[START OF PROVIDED PASSAGE]
Doing costume design in the film industry and working for years as an entrepreneur in the area of vintage and hand-made furniture, SanFilippo never strayed far from art, even if she didn’t think of herself as an artist. She works in fields where design and aesthetics are central. Her furniture work in particular had her hustling to rescue and refurbish furniture, applying some imagination to give life back to thrift store finds and in that way bring new ideas to life.

She found herself naturally drawn to musicians and photographers. Maybe she tricked herself in a very quiet way into becoming an artist despite the fact that she wouldn’t have given herself that title. Or maybe she was just waiting for the right encouragement.

When her boyfriend and business partner, musician Ainsley Hubbard encouraged SanFilippo to take her occasional sketches and run with them, the moment seemed right and she did.

In Conjuring Marz, SanFilippo’s show at Sagebrush Café and her first solo show – you can see the process of “running with it” at work in a collection of pieces combining sketching and water color that become a sort of jazz-couture style: firm lines and inventive improvisations of color, gesture and attitude that bring to mind both Ella Fitzgerald and Coco Channel.
[END OF PROVIDED PASSAGE]
[START OF ENTRIES SUPPLIED]
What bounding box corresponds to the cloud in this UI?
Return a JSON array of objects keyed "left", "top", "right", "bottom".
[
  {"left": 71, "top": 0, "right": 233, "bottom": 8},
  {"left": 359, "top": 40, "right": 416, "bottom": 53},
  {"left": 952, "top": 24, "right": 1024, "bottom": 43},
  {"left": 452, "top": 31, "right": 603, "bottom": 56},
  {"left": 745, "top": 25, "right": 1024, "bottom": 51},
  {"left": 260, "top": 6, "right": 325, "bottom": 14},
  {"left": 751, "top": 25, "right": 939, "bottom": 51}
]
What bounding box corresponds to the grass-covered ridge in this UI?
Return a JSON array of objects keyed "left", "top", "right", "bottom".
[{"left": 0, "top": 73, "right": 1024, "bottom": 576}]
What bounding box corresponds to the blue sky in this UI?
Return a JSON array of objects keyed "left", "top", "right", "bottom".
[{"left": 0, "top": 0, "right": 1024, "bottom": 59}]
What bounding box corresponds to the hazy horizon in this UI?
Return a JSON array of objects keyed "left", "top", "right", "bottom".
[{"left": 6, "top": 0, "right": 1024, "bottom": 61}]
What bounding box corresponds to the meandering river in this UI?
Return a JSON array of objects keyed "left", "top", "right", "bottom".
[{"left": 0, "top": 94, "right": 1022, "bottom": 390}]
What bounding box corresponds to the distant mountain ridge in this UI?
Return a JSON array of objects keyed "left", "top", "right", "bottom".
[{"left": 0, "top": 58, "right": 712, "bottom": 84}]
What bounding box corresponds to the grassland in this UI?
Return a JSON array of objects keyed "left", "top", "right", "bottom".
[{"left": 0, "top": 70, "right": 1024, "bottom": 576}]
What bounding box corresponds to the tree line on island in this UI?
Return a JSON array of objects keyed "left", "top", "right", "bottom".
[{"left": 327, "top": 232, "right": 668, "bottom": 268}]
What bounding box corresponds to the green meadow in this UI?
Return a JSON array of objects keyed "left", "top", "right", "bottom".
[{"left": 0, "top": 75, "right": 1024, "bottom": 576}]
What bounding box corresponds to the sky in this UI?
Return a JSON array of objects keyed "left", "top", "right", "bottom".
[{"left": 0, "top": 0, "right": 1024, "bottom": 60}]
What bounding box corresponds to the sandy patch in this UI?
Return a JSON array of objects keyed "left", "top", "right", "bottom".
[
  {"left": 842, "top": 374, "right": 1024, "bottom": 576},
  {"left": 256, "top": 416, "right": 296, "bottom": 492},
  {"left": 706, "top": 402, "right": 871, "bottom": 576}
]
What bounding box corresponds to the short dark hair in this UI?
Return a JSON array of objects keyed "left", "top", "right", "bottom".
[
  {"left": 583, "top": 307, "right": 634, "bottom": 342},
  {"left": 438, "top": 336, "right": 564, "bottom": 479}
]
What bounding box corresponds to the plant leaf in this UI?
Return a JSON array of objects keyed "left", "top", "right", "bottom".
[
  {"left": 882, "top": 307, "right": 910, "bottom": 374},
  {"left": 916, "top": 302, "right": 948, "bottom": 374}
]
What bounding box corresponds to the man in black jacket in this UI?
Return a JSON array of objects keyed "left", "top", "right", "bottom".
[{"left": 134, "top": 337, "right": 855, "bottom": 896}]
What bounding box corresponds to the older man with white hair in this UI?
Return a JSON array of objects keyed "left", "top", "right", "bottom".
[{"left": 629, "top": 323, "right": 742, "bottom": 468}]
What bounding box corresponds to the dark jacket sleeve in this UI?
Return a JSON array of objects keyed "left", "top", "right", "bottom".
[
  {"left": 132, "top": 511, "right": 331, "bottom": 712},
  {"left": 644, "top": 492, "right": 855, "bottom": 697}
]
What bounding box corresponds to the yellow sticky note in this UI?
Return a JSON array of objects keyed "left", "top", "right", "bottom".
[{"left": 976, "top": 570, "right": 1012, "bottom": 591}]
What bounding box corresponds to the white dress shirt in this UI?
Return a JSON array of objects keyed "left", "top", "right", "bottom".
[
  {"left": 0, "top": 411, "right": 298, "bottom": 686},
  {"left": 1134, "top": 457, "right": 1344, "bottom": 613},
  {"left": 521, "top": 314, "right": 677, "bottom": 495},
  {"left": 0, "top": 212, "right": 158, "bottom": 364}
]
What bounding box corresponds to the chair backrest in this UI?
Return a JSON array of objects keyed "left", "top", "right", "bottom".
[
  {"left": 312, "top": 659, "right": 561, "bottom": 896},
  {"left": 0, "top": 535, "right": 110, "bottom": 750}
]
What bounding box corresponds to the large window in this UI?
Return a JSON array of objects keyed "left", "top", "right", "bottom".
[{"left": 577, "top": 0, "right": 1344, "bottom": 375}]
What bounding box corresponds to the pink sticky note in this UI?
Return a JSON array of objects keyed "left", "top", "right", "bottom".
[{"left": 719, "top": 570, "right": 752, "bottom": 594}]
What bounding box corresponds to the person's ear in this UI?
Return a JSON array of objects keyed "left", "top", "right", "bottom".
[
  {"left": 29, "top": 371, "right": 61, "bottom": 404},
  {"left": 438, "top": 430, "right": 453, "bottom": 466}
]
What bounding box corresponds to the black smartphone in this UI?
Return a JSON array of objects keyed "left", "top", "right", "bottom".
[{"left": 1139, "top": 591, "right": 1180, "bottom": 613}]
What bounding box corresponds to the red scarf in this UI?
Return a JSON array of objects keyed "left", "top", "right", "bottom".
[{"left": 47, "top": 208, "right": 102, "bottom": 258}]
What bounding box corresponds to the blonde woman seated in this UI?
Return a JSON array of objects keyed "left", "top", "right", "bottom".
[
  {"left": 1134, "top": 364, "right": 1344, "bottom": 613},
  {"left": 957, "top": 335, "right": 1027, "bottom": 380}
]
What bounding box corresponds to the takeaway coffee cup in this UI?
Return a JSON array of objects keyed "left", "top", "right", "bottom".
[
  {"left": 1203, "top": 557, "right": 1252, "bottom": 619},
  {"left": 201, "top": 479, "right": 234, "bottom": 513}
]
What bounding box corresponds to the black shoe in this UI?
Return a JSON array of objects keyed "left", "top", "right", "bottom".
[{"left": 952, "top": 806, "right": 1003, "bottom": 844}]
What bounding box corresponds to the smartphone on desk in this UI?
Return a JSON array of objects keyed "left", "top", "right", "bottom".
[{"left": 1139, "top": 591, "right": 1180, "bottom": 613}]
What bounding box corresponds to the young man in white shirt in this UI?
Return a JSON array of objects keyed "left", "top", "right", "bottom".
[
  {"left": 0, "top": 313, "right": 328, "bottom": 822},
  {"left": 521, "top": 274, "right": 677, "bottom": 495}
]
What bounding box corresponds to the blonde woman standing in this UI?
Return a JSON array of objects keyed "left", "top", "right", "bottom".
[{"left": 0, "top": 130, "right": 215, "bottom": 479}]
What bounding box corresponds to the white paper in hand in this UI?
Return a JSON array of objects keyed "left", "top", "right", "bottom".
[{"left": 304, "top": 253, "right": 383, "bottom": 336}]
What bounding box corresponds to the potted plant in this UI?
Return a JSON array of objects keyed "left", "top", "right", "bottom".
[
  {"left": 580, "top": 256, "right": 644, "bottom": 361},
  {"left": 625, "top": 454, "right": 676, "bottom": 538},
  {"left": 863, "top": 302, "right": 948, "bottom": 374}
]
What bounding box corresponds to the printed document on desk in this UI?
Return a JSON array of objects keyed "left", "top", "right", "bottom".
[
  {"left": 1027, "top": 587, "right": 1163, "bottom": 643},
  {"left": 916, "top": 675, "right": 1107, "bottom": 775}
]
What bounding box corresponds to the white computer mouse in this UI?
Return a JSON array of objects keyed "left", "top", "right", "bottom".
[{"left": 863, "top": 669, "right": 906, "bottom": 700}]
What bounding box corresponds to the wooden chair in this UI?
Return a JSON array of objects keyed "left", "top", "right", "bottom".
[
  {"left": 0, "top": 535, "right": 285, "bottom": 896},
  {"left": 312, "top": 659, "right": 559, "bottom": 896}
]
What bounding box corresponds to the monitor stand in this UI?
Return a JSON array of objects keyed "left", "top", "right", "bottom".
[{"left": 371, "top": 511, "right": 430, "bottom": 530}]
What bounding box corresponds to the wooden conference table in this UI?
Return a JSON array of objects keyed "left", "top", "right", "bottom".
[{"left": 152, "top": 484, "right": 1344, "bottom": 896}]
[END OF ENTRIES SUPPLIED]
◆ EXERCISE INSTRUCTIONS ◆
[1] In the passage about SanFilippo, rewrite the part starting with "When her boyfriend" and going on through "and she did.", changing "sketches" to "drawings".
[2] List every line of the rows that contains the word "plant", matching case exactly.

◆ THE SOLUTIONS ◆
[1]
When her boyfriend and business partner, musician Ainsley Hubbard encouraged SanFilippo to take her occasional drawings and run with them, the moment seemed right and she did.

[2]
What bounding box corresponds to the plant leaf in this UI?
What bounding box corresponds to the potted plant in this UI?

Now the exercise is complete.